Exercise details = Rewrite the records below with "orange" replaced by "yellow" and every other character left unchanged.

Record set =

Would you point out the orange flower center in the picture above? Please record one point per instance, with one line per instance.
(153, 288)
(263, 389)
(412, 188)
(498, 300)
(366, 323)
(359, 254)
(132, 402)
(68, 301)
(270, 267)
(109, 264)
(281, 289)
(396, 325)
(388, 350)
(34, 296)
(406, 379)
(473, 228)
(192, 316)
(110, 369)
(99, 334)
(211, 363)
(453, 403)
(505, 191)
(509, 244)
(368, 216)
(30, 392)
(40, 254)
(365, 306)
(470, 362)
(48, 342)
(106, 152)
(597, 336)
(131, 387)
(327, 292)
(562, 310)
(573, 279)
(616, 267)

Final result =
Would you point out the yellow flower center in the picture above? Please record one point per instance, with one line per instance.
(153, 288)
(263, 389)
(412, 188)
(498, 300)
(366, 323)
(359, 254)
(132, 402)
(68, 301)
(270, 267)
(109, 264)
(281, 289)
(396, 325)
(388, 350)
(34, 296)
(406, 379)
(473, 228)
(192, 316)
(110, 369)
(99, 334)
(211, 363)
(453, 403)
(505, 191)
(509, 244)
(368, 216)
(30, 392)
(40, 254)
(365, 306)
(470, 362)
(48, 342)
(106, 152)
(597, 336)
(131, 387)
(327, 292)
(562, 310)
(573, 279)
(616, 267)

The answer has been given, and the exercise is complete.